==== Task inputs

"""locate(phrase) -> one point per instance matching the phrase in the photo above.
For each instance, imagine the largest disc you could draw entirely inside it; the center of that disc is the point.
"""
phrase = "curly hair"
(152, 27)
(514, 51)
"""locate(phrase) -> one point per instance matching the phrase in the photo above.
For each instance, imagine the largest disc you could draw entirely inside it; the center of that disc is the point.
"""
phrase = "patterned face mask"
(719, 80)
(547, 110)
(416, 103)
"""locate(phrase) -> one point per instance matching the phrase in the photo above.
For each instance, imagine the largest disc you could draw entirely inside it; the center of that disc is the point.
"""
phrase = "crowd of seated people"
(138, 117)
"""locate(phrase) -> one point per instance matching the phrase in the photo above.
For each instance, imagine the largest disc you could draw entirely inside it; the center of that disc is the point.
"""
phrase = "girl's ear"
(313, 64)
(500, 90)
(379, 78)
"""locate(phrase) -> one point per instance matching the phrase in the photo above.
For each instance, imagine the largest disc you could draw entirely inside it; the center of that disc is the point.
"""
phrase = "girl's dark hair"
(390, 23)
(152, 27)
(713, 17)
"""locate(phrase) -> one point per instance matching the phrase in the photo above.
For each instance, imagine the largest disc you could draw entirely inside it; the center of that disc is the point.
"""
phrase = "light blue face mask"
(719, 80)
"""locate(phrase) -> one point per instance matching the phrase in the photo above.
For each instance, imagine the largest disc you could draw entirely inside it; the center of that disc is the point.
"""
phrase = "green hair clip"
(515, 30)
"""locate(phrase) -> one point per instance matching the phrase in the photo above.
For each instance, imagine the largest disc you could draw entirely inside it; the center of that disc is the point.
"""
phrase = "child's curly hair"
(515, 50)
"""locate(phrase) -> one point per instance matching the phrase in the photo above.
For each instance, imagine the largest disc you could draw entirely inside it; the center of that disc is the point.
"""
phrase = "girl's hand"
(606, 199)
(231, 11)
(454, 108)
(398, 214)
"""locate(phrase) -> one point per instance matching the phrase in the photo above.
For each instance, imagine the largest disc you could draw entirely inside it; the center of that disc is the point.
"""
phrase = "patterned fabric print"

========

Show every line of the material above that contains the string "patterned".

#### Output of the task:
phrase = "patterned face mask"
phrase = "patterned fabric print"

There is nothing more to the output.